EXERCISE AIM: Reproduce the records below verbatim, keeping every line intact.

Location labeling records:
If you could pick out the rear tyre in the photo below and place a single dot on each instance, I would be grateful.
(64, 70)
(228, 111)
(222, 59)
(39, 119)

SOLUTION:
If you could pick out the rear tyre in the photo below and place a single dot on each instance, I would be grateful.
(64, 70)
(228, 111)
(222, 59)
(39, 119)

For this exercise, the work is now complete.